:: Items ::

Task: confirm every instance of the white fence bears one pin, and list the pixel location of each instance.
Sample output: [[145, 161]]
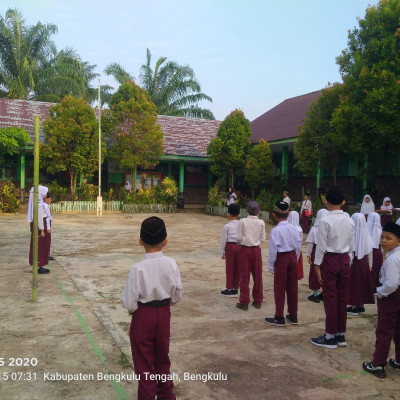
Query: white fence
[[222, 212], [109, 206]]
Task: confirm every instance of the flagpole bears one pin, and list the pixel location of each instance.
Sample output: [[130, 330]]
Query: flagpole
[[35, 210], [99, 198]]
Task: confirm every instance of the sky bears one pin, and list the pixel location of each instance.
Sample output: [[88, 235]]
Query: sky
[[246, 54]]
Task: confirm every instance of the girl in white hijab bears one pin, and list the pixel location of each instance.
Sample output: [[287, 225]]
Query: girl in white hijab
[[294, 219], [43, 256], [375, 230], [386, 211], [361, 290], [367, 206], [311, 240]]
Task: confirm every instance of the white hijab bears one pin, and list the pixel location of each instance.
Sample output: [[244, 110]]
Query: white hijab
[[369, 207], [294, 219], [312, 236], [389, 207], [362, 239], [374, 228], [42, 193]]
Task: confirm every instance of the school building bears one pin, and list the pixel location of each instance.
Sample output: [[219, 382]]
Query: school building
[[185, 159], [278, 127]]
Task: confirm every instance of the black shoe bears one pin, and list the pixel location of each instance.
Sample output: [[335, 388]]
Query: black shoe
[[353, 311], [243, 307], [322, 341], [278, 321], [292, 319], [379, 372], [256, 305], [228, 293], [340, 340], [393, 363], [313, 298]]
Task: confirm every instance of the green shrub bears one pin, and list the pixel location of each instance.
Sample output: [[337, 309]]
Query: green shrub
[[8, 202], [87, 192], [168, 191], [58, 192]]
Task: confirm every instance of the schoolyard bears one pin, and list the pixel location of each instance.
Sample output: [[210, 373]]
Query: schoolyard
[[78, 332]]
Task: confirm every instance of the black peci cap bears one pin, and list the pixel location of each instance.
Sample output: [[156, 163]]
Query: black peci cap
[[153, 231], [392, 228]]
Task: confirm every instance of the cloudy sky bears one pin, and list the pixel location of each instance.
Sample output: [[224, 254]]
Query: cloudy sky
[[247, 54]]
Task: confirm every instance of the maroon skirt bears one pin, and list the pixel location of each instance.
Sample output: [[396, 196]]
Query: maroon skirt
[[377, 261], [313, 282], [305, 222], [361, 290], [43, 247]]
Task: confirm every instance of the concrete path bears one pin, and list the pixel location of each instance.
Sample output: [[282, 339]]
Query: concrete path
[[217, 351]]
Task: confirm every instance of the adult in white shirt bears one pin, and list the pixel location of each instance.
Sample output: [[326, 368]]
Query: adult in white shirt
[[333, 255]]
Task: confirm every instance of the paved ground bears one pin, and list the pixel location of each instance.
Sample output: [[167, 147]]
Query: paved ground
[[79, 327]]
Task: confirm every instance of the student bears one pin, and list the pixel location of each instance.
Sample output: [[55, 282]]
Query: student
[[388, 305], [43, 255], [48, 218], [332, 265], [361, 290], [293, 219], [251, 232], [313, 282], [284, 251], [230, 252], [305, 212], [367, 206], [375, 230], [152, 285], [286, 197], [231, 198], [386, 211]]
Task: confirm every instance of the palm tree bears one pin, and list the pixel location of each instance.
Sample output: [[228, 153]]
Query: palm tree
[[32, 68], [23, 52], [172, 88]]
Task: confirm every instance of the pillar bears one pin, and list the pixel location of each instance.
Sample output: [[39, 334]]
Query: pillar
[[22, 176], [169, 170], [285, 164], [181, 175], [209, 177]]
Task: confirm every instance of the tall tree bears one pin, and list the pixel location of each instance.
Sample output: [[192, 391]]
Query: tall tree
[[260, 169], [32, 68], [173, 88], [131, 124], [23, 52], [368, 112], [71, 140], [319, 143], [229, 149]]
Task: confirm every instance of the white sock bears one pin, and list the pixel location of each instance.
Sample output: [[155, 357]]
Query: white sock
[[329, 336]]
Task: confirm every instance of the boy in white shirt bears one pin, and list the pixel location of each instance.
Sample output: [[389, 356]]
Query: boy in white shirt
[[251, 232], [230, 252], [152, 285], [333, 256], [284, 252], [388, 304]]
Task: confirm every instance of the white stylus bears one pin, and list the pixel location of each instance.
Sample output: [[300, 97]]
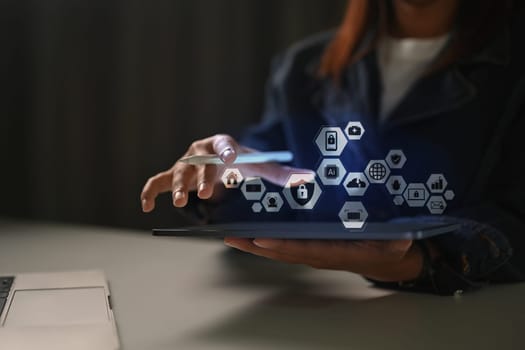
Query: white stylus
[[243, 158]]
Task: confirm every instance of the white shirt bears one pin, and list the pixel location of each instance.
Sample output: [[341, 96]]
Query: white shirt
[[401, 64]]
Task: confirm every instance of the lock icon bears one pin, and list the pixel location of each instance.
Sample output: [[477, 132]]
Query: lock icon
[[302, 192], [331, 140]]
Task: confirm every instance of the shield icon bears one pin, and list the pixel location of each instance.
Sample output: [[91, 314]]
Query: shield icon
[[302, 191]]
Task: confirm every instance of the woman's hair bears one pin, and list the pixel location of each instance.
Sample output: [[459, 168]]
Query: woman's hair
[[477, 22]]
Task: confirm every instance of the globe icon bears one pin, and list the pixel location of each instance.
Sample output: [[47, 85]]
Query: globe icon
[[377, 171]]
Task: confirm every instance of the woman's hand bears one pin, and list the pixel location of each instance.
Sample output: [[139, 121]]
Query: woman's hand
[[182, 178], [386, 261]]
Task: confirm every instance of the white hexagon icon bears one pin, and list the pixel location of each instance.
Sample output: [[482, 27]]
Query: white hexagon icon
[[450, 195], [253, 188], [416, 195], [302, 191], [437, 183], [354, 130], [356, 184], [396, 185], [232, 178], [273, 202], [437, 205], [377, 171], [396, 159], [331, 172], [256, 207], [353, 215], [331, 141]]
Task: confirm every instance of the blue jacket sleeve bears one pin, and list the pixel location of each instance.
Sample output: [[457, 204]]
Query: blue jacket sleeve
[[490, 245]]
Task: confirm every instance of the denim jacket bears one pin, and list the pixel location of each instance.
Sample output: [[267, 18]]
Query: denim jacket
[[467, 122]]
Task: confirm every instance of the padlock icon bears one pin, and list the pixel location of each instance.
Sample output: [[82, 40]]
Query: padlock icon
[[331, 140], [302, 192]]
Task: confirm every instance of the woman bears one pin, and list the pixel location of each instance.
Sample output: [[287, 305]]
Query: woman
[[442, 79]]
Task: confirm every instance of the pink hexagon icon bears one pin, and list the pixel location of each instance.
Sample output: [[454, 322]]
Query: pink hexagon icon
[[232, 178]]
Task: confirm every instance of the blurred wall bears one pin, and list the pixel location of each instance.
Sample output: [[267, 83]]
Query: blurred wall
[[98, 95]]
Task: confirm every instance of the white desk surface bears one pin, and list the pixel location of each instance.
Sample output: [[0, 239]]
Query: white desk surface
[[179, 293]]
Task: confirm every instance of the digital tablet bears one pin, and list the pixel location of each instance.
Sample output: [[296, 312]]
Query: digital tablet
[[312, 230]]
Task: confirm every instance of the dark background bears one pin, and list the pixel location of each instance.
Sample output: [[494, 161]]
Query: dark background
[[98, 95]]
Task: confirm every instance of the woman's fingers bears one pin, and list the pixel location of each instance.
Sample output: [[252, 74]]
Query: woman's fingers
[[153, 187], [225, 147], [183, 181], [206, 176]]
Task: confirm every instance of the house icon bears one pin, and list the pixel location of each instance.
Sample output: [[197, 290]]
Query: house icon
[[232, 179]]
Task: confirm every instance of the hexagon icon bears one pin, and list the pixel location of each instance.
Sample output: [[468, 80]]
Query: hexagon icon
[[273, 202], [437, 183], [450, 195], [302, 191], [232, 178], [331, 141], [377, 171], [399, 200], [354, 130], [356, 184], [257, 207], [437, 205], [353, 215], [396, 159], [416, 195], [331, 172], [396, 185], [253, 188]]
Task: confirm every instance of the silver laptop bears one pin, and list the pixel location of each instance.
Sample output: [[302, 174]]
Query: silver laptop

:::

What you have to do: Copy out, word for word, the lines from the one containing "Task: confirm every instance of the woman bears" through the last line above, both ends included.

Expected answer:
Task: confirm every instance of the woman bears one pin, and list the pixel location of each instance.
Sample output: [[287, 305]]
Query: woman
[[442, 79]]
Task: confirm every instance of the pink hexagon icon bears one pin, and list the pixel location of each instance.
Sample output: [[454, 322]]
Query: pink hexagon icon
[[232, 178]]
Task: confirm every instance of the blurred wall bears one pin, and list the pixel location of each instance.
Sample output: [[267, 83]]
Query: blurred wall
[[98, 95]]
Task: confirm every instance of the white desk surface bears one pin, and list the pixel location of each instance.
Sample output: [[0, 239]]
Query: white desk surface
[[179, 293]]
Task: confirm every instance of the digital tablet bears one pin, and list the pixel location of each instance.
Sample output: [[296, 312]]
Query: digital tablet
[[312, 230]]
Task: confirm every instance of the dark background bears one pin, and list the pixel location of each instance.
Sample output: [[494, 161]]
Query: dark background
[[98, 95]]
Task: confirm every instance of the woman's fingers bears one pin, and list the pixel location of each instance.
Sample output: [[252, 74]]
Query: woman's fingers
[[153, 187], [225, 147], [183, 181], [206, 176]]
Task: confirm every instance of the house icon bears one pin, and list the pixel location of each instance.
Sample output: [[197, 290]]
Query: house icon
[[232, 179]]
Task: confirm every instance of the hexagon icon bears one pin, and list the pixel location of each instance.
Sample output: [[468, 80]]
Query: hexagon icon
[[273, 202], [437, 183], [450, 195], [302, 191], [232, 178], [331, 141], [377, 171], [399, 200], [354, 130], [356, 184], [257, 207], [437, 205], [353, 215], [396, 159], [416, 195], [331, 172], [396, 185], [253, 188]]
Task: confirm every instance of the silver laptop bears one pin, and list the pixel location of each instance.
Sample output: [[302, 174]]
Query: silver laptop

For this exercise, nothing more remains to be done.